:: Tâche 1 ::
Recopiez sans rien changer, dans le texte sur le marché unique africain, tout ce qui va de « L’un des moyens » jusqu'à « entreprises du monde. ».
:: Tâche 2 ::
D'après le texte sur le marché unique africain, quelles entités économiques majeures subventionnent toutes leurs agriculteurs ?
:: Tâche 3 ::
Relevez toutes les entreprises citées par leur nom dans le texte sur le marché unique africain.

:: Texte cité ::
● ● ● ● ●

On peut dire la même chose de nos réseaux de transport. Pour le commerce maritime, l’Afrique s’appuie encore sur des sociétés à capitaux étrangers pour ses exportations et importations, aucun pays africain ne figurant parmi les 35 premières nations propriétaires de navires en 2017. Quant au transport aérien, malgré la présence de multiples transporteurs aériens nationaux, l’Afrique n’a toujours pas atteint une couverture complète car certaines liaisons entre pays africains nécessitent de passer par l’Europe ou le Moyen-Orient avant de revenir en Afrique. L’énigme des transports et des télécommunications doit être résolue en priorité si les Africains veulent profiter pleinement de leur marché unique.
L’un des moyens de relever ces défis consiste, pour les pays africains, à soutenir collectivement les entreprises africaines qui ont démontré leur savoir-faire et leur potentiel de croissance dans leur domaine et, par le biais de la consolidation, à en faire des entités plus fortes, capables de rivaliser avec les meilleures entreprises du monde.
Il existe des précédents pour de tels efforts. Le différend qui oppose l’UE et les États-Unis depuis 17 ans au sujet d’Airbus et de Boeing montre bien que le soutien de l’État aux secteurs stratégiques est primordial pour que les entreprises africaines puissent se développer et être compétitives sur la scène mondiale. Il convient de noter qu’Airbus a été enregistré en tant que société européenne plutôt que française et qu’il a bénéficié du soutien collectif de l’UE sous la forme de subventions, ce qui peut être reproduit pour les meilleures entreprises africaines dans les secteurs stratégiques. De la même manière, la guerre économique actuelle menée par les États-Unis contre le chinois Huawei dans la course aux technologies 5G est un autre exemple de la manière dont les États protègent leurs propres industries contre la concurrence extérieure, même sous de faux prétextes.
En fait, même dans le domaine de l’agriculture et de la production alimentaire, nous devons garder à l’esprit que l’UE, la Chine et les États-Unis (trois entités économiques majeures) subventionnent tous leurs agriculteurs, ce qui empêche les agriculteurs africains de rivaliser avec leurs produits agricoles bon marché.
Tout cela pour dire qu’il serait illogique que l’Union africaine ne protège pas notre marché unique et les économies de ses membres comme le font d’autres entités économiques pour leurs populations et leurs États membres. Ce qui vaut pour l’un vaut aussi pour l’autre. Toutefois, pour que l’Union africaine soit efficace, les États africains doivent avoir une approche diplomatique et sécuritaire globale cohérente avec la défense de leurs intérêts communs, au moins sur ces questions d’importance stratégique.

● ● ● ● ●

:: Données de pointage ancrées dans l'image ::
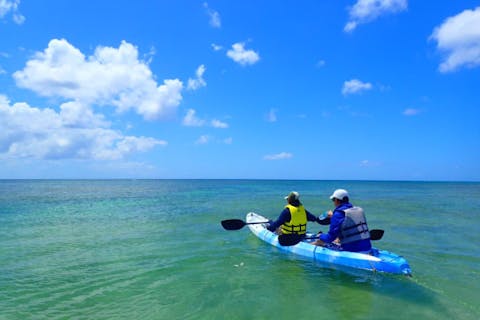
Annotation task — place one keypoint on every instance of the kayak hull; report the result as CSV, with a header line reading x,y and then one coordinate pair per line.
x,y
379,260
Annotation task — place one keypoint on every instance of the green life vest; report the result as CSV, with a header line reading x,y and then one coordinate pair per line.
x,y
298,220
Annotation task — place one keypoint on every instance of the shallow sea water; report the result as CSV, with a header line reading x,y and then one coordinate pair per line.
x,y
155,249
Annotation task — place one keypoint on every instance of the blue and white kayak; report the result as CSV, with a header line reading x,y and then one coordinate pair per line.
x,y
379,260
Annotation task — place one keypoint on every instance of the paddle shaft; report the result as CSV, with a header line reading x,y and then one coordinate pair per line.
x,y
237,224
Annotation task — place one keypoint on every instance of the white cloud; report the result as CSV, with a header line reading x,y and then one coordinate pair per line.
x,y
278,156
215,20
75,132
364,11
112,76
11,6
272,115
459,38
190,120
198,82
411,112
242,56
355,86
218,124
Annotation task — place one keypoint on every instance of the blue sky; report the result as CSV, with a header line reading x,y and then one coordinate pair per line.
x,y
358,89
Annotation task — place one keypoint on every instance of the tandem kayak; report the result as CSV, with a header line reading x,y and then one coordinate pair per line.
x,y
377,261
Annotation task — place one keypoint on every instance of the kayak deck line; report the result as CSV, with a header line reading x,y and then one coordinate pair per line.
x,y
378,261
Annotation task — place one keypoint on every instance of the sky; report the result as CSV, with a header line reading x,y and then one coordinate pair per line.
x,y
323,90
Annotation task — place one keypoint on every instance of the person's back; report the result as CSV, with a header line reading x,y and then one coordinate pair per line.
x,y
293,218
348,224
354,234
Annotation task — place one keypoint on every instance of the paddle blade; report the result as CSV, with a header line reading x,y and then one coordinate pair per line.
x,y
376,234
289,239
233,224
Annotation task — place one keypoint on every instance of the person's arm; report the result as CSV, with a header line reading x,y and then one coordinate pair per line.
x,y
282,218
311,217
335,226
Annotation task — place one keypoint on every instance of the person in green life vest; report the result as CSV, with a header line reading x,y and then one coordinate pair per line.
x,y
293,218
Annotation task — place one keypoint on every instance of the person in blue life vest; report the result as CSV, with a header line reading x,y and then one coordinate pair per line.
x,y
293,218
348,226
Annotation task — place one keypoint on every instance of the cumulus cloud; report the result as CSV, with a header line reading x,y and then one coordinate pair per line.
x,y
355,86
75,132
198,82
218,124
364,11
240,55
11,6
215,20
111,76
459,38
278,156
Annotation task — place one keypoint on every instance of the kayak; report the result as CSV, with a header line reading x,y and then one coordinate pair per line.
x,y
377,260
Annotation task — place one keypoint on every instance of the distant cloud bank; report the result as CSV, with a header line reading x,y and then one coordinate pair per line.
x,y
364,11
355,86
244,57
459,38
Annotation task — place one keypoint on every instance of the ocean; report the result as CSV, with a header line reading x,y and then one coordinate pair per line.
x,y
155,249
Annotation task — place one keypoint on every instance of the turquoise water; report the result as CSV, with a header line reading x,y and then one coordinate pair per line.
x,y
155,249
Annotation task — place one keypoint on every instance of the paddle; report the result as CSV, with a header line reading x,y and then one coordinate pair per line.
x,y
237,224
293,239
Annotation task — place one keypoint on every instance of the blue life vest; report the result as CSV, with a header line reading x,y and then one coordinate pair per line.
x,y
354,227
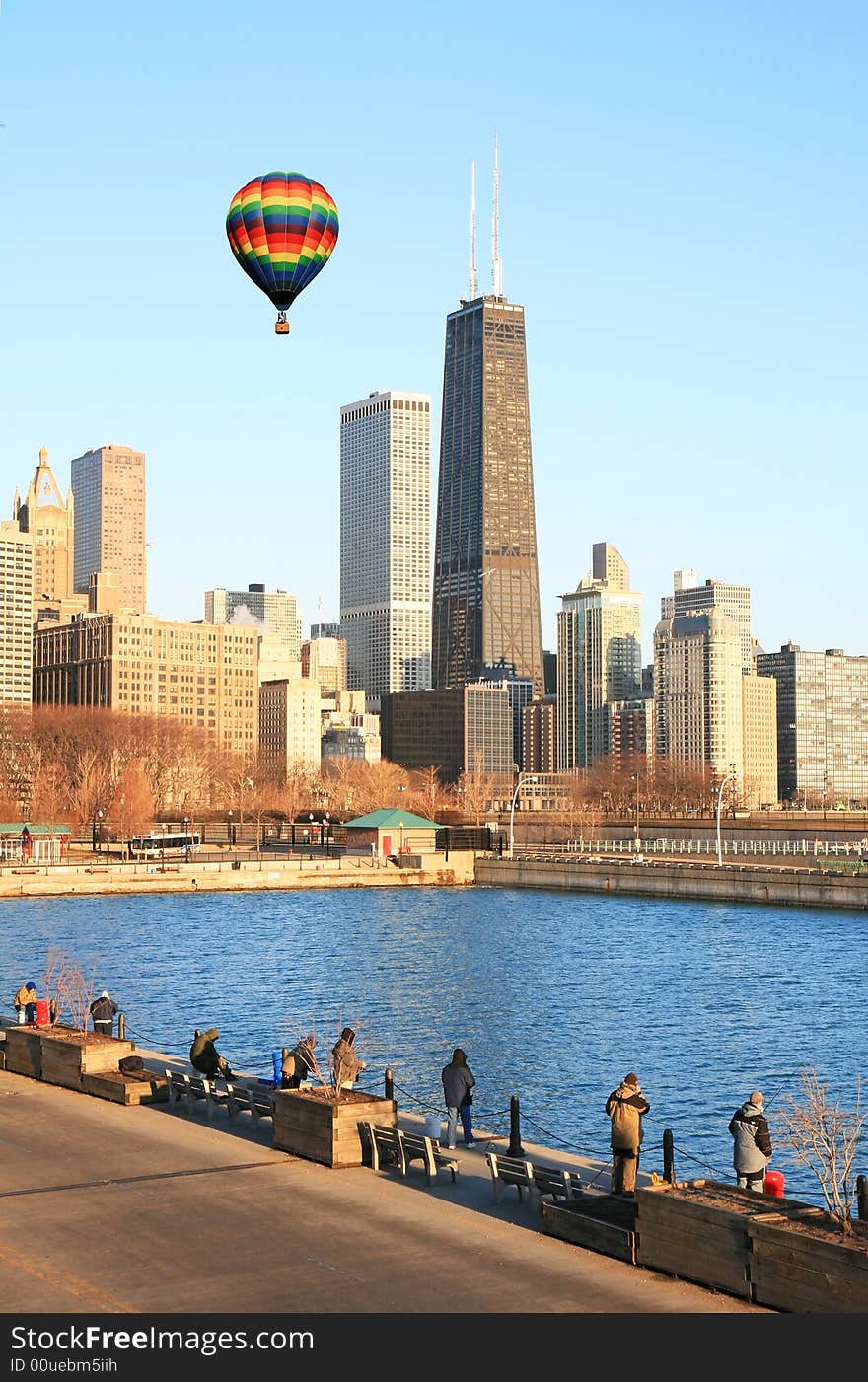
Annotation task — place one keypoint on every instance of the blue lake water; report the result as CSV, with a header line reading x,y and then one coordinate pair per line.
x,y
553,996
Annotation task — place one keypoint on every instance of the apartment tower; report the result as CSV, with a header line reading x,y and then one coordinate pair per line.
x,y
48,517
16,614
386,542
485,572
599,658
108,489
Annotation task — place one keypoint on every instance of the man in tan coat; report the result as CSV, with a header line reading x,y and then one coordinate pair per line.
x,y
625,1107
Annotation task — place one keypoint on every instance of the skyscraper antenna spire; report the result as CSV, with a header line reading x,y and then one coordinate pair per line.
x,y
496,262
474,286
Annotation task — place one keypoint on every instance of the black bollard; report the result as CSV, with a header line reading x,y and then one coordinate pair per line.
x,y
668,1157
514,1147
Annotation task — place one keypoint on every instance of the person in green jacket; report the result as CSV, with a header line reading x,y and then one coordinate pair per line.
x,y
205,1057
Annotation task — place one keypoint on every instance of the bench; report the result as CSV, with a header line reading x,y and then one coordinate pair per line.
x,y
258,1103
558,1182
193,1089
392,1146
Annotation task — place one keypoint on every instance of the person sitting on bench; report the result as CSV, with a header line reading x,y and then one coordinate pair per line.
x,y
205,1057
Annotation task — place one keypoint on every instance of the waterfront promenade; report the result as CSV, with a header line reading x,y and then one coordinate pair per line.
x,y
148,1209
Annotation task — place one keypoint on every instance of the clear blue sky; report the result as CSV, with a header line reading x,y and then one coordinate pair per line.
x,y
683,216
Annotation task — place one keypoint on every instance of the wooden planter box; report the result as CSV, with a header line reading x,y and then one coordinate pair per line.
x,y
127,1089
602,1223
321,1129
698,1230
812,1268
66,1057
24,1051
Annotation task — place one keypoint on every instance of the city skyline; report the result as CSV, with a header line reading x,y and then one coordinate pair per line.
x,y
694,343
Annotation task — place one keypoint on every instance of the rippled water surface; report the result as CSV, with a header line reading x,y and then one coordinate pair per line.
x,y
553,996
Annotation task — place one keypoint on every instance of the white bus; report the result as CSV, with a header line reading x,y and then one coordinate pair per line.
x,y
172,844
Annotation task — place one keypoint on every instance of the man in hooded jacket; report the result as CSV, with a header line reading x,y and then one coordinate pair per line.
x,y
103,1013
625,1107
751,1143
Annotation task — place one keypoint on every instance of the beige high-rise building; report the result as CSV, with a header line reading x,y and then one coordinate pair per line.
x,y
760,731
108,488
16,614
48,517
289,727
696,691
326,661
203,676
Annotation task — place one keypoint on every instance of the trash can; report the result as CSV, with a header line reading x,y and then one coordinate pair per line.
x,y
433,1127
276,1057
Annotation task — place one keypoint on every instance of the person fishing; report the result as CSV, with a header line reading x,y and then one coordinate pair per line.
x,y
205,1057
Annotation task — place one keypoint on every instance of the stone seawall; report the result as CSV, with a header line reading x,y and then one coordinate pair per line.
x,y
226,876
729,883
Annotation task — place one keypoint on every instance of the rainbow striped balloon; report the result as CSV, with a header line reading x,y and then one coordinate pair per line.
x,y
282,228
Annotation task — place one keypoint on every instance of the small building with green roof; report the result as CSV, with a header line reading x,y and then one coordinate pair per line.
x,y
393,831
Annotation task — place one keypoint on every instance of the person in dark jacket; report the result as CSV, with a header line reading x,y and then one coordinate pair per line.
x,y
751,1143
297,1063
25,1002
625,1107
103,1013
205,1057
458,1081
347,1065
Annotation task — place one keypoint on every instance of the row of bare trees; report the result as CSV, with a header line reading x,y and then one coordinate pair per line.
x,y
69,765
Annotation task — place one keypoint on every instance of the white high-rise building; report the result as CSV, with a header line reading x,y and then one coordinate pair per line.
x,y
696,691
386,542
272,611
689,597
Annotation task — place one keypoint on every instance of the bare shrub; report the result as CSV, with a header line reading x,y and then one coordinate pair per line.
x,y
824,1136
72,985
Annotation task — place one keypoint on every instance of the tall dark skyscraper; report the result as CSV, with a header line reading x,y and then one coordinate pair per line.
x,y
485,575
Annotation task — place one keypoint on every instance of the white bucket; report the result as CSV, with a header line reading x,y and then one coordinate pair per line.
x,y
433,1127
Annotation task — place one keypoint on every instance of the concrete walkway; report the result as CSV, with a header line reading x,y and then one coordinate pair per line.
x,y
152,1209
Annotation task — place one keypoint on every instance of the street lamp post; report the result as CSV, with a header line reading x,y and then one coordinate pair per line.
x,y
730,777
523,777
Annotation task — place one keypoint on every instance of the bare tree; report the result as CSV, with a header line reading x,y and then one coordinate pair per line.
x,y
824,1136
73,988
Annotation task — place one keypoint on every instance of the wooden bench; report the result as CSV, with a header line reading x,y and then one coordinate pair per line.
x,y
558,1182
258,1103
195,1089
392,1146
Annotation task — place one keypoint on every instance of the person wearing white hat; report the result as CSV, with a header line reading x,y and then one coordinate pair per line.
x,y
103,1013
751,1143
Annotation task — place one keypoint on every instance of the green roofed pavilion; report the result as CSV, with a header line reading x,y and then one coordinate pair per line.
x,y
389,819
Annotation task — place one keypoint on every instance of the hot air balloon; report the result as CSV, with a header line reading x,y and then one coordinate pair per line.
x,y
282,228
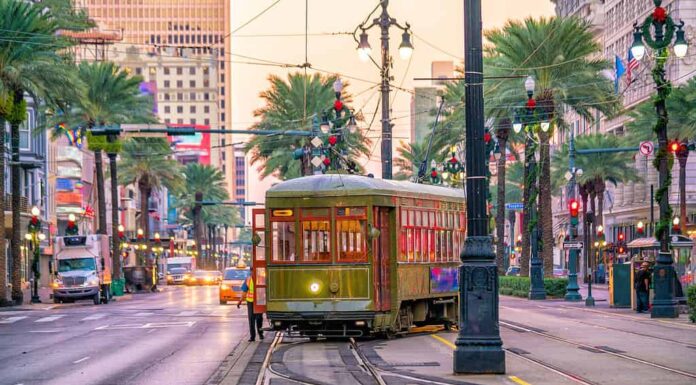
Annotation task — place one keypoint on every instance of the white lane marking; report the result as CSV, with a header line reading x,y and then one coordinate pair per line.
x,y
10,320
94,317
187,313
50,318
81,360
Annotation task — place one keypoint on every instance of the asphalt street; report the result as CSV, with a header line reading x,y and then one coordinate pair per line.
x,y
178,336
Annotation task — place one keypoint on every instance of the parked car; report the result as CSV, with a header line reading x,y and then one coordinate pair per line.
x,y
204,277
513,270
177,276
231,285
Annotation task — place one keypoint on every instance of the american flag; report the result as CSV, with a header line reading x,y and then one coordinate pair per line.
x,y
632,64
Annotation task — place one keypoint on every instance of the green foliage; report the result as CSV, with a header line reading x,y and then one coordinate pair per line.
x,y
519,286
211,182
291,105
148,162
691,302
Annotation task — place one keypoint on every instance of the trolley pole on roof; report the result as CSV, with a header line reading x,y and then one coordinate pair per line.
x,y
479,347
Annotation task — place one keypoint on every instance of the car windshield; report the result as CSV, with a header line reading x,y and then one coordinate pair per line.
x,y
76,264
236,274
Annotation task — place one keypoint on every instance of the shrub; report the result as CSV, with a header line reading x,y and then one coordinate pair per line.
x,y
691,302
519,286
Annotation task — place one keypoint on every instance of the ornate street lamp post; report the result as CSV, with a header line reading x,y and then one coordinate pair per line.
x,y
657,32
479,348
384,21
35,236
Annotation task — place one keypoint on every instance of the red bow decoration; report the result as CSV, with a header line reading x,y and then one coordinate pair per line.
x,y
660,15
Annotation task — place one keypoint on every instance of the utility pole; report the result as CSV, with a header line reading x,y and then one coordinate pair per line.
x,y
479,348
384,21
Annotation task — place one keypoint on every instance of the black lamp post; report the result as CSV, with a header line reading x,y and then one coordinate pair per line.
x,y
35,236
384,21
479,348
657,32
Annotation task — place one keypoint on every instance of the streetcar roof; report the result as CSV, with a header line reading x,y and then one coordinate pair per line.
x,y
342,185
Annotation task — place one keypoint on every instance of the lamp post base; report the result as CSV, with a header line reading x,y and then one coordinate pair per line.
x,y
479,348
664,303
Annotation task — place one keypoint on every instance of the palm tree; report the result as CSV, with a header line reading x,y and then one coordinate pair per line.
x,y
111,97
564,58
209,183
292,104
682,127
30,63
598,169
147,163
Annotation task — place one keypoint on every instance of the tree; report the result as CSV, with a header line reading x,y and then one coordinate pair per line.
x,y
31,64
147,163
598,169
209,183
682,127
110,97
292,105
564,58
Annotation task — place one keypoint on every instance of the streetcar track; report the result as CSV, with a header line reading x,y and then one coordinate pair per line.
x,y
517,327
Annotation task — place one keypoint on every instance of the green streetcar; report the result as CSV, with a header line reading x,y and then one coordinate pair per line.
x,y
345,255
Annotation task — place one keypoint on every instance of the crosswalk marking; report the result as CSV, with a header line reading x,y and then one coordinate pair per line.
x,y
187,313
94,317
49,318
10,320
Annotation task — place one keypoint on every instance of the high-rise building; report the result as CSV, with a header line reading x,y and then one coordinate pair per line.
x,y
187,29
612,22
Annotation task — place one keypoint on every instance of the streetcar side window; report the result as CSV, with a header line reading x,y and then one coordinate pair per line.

● ● ● ● ●

:: Réponse attendue 1 ::
L’un des moyens de relever ces défis consiste, pour les pays africains, à soutenir collectivement les entreprises africaines qui ont démontré leur savoir-faire et leur potentiel de croissance dans leur domaine et, par le biais de la consolidation, à en faire des entités plus fortes, capables de rivaliser avec les meilleures entreprises du monde.

:: Réponse attendue 2 ::
L'UE, la Chine et les États-Unis.

:: Réponse attendue 3 ::
Airbus, Boeing, Huawei